[Records from a dataset]
= Beginning of Section =

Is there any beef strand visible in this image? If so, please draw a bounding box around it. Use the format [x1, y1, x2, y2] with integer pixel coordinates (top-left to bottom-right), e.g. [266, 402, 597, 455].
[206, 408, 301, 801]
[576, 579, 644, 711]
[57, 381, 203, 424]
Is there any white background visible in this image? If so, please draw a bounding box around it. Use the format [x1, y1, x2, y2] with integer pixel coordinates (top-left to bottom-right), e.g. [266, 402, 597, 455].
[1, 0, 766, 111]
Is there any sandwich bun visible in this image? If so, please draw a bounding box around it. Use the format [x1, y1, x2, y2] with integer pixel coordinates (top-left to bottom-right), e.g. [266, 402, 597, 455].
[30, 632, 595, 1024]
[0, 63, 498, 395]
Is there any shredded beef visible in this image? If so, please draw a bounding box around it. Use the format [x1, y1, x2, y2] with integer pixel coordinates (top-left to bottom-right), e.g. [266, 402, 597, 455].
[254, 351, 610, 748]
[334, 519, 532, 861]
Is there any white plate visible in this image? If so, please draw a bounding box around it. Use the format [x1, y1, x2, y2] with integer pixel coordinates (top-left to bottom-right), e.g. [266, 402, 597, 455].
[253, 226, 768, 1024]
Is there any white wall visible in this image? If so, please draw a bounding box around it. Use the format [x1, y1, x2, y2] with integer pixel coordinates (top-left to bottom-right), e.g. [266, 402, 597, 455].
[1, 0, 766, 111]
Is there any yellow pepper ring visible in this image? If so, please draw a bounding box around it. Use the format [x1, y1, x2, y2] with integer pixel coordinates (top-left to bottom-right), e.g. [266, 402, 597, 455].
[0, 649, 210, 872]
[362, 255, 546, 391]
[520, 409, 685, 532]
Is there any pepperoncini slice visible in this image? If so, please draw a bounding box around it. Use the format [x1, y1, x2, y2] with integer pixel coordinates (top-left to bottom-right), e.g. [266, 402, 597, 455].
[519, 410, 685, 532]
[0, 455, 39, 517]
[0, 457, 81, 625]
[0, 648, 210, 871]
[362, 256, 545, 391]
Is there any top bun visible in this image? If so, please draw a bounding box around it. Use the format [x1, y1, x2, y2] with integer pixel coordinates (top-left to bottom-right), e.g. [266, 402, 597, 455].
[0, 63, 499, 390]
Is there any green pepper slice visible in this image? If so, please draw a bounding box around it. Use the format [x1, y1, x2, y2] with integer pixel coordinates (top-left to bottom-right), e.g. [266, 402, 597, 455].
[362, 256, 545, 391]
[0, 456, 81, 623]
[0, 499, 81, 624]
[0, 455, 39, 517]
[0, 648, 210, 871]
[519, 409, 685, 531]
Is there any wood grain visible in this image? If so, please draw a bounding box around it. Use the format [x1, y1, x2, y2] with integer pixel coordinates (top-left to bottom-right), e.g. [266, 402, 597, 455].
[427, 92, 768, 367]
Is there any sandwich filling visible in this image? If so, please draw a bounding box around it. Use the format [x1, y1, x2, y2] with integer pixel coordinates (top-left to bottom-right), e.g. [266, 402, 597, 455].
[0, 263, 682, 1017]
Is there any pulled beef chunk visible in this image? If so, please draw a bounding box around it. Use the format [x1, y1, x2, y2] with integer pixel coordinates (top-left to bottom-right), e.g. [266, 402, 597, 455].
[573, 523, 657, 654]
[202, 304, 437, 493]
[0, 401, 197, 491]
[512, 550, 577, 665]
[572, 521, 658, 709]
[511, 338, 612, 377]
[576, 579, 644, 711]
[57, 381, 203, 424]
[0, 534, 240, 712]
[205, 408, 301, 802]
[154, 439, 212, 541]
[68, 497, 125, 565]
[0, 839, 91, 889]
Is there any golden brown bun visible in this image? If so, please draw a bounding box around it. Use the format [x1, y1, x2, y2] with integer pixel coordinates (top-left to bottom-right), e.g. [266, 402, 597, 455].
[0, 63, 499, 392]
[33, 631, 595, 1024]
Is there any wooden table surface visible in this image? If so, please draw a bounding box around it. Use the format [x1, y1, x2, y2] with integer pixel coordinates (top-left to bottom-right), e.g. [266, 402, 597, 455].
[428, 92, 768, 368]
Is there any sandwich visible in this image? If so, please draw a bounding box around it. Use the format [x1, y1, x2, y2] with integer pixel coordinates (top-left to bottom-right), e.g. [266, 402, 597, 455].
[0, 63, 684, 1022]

= End of Section =

Transcribe each entry. Leave nothing out.

Output of the task -
Is there any beef strand visible in this image? If so, please draw a bounding box around it. Use the format [x1, y1, x2, y2] with integer pixel coordinates (top-left to bottom-right), e.g. [266, 402, 597, 455].
[206, 408, 301, 801]
[576, 579, 644, 711]
[57, 381, 203, 424]
Is there any white background visible in this image? If so, please draw a bounding box around it. Use the format [x1, y1, x2, y2] with integer pixel coordinates (top-left to bottom-right), e.g. [266, 402, 597, 455].
[1, 0, 766, 111]
Is there any sandwich bun visible in this image? If so, please draw a bounding box around it. Use the format [x1, y1, x2, y2] with integer pixel coordinates (top-left to bottom-right), e.g. [266, 402, 597, 455].
[30, 632, 595, 1024]
[0, 63, 498, 395]
Is there any shredded beef visible in this image? If so, please draw a bounding box around it. Use the format [x1, y1, x2, y2] with integer pixel coordinates (top-left to bottom-right), e.g. [266, 402, 597, 455].
[254, 351, 610, 748]
[334, 519, 532, 861]
Is there any white plate visible in this image? If so, please draw a bounding box around it. Use the format [x1, y1, x2, y2] with integer pixel coordinates (top-left to bottom-right), e.g. [266, 402, 597, 455].
[253, 226, 768, 1024]
Is there any white wall visible in this image? If so, please draw a bounding box around it. Use the format [x1, y1, x2, y2] with integer pixel coordinates (top-left to bottom-right), e.g. [266, 402, 597, 455].
[1, 0, 766, 111]
Is there any yellow pepper ring visible in this image? If so, please draw a bounding box around it. Use the format [x1, y1, x2, y2] with integer pixel coordinates (top-left to bottom-right), e.g. [266, 402, 597, 455].
[0, 649, 210, 872]
[362, 255, 546, 391]
[520, 409, 685, 532]
Is there any pepperoncini slice visible in this image? If so, please draw a bounding box around it. Use the format [x1, y1, x2, y2] with integer pixel coordinates (top-left to bottom-right), e.g. [266, 402, 597, 455].
[519, 410, 685, 532]
[0, 455, 39, 517]
[0, 457, 81, 625]
[0, 648, 210, 871]
[362, 256, 545, 391]
Is there any top bun visible in this image? If so, please draw a bounding box around it. Use the format [x1, y1, x2, y2] with integer pixel coordinates (top-left to bottom-right), e.g. [266, 402, 597, 455].
[0, 63, 499, 390]
Is there any green pepper slice visible in this image? If so, please draw a bounding box around it. Use the format [x1, y1, x2, y2] with integer pixel coordinates (top-left to bottom-right), e.g. [266, 402, 597, 455].
[362, 256, 545, 391]
[0, 456, 81, 623]
[0, 499, 81, 624]
[0, 455, 39, 517]
[0, 648, 210, 871]
[519, 409, 685, 531]
Is there any wood grain visible in this image? If so, please draw a bounding box around it. Use the format [x1, y1, x2, y2] with integer pixel coordinates (top-left to bottom-right), e.g. [266, 402, 597, 455].
[427, 92, 768, 367]
Is there any sandwich filling visible in this image? If so, please draw a bounding box around it. Use the format [x1, y1, x2, y2] with integer pixel coordinates (top-left to bottom-right), e.g. [266, 402, 597, 455].
[0, 263, 682, 1017]
Is there any pulled beef chunk visible in this image? If so, please draw a bounding box around it. Use the format [x1, y1, x2, y2] with integer pixel coordinates (top-left to bottom-right), e.g. [266, 402, 597, 455].
[573, 523, 657, 654]
[202, 304, 437, 493]
[0, 401, 197, 491]
[512, 550, 577, 665]
[572, 521, 658, 709]
[511, 338, 612, 377]
[576, 579, 644, 711]
[57, 381, 203, 424]
[0, 534, 240, 712]
[205, 408, 301, 802]
[154, 439, 212, 541]
[68, 497, 125, 565]
[0, 839, 91, 889]
Is there any golden brown bun visible in this image? If so, please draw a bounding box around it. Use the format [x1, y1, x2, y2] with integer pixel coordinates (top-left to bottom-right), e.g. [266, 402, 597, 455].
[0, 63, 499, 392]
[33, 631, 595, 1024]
Is there any wooden table surface visible in this image? If so, please draw a bounding box around it. Use the format [x1, y1, x2, y2] with integer pixel coordinates (top-left to bottom-right), e.g. [266, 402, 597, 455].
[428, 92, 768, 368]
Is there any sandwich visible in this image? If so, please draw a bounding box around it. Use the format [x1, y1, x2, y2] with integer pixel coordinates (top-left to bottom-right), e.g. [266, 402, 597, 455].
[0, 63, 684, 1022]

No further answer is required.